==== Page
Rout from cascode = Ra' // RLdc, in this case 175k // 27k = 23k4. 

If V1a Rk was unbypassed, Rout at V1b anode = 1,331k // 27k = 26.4k.
My triode cascode circuit shows cap coupled R4 50k. This R value is typical
of a the Rin to an RIAA network 1kHz. Passive RIAA networks have varying
input Z, with higher Z at 20Hz and slightly low Z at 10kHz. 
If the cascode stage shown does drive a passive RIAA network then R&C values
chosen for the network must include for effective Rout of the stage, in this case
about 23k4. 
Most inexperienced ppl get this part of circuit design hopelessly wrong!

The SNR in triode phono circuits is mainly determined by the unavoidable grid
input noise and shot noise which is rarely less than 1uV in good samples of
most small signal triodes such as 1/2 12AX7 or 6DJ8. If an MM cart has
Vo = 4mV, then SNR = 1uV / 4mV = 0.001 / 4 = 0.00025 = -72dB. Much of
the triode noise spectrum will be below 1kHz. Noise in other parts of a
possible preamp may reduce this SNR by +6dB to - 66dB. The noise of the
triodes is just below noise of an unmodulated vinyl groove so that when amp
gain is turned up with cart in a quiet groove you hear the vacant groove, and
with very little amp noise able to be heard. With the MM cart, the gain will rarely
ever need to be turned up high enough to hear the vacant groove noise, hence
vinyl is an acceptable true hi-fi source providing the grooves are clean and free
of muck which produces crackles & pops. The vacant groove noise probably
has some noise from the tape source used when cutting the record. A quiet
recording venue or hall where there is total audience silence may still have noise.

Grid input noise is theoretically inversely proportional to square root of Gm.

The higher the Gm, the lower the noise. So if 2 x 1/2 6DJ8 are paralleled, noise
reduces x 0.707 ( in theory ). The 6DJ8 has much higher Gm than 12AX7, yet in
practice noise is often no lower than many 12AX7.

With 2SK369 j-fet, the gate input noise is commonly below 0.1uV, and the vacant
vinyl groove noise dominates, even when gain is turned up.
========
==== Record set
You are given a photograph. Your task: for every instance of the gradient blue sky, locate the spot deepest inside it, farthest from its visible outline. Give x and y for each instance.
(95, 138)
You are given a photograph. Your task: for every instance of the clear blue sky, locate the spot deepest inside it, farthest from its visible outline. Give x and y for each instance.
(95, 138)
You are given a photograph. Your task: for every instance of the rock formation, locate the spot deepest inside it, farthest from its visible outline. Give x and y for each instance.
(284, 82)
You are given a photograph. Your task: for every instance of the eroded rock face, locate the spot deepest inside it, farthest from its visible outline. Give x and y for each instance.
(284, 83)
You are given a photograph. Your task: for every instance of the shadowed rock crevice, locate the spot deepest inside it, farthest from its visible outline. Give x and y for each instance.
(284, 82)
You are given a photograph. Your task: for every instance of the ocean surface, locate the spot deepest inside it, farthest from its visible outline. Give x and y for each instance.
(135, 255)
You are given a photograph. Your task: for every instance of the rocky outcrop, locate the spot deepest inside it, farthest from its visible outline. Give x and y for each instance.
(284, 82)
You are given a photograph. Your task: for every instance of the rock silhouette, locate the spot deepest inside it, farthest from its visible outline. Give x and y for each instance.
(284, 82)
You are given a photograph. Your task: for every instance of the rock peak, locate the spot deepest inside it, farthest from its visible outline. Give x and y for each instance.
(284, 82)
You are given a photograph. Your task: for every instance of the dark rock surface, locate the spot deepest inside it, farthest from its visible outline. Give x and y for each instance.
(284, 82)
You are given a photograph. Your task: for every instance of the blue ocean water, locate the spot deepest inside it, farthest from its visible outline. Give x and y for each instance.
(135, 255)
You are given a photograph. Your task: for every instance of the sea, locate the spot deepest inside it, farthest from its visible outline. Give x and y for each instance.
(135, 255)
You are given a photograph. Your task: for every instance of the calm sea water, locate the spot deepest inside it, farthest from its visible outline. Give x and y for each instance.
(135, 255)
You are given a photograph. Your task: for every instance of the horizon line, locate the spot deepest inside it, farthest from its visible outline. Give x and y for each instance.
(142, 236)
========
Tasks:
**1.** State how many lines in the entries above contain the word "ocean", counting case, and give only that number.
**2.** Write the next part of the post about triode phono stage design, picking up right after its final sentence.

Results of the tasks:
**1.** 2

**2.**
I've never known a phono amp with tube input to give acceptably low noise with any
MC cart. For silent periods during classical work you don't want to hear sausages
on a barbecue in the background. Phono input tubes age like all others and their
noise can increase 4 times in 4 years of constant use. Gas entry over time is the
main cause. .

Cascode circuits with 6DJ8, 12AT7, 6AQ8, 6BQ7 were very useful in RF circuits
for TV and FM tuners. The medium low input noise of these triodes exists in both
cascode and cascade triode stages. Usually the triode noise is noticeably
lower than in a pentode because of the "partition noise" relating to the g2 screen.
This disappears if the pentode is triode strapped. Almost anything is better than
an EF86 used in a phono stage as it was done in 101 preamps of the 1950s.

Following the first use of vinyl for 33.33RPM records in 1948, and 45RPM in 1949,
Denon invented the famous DL-103 Moving Coil magnetic cartridge in 1962.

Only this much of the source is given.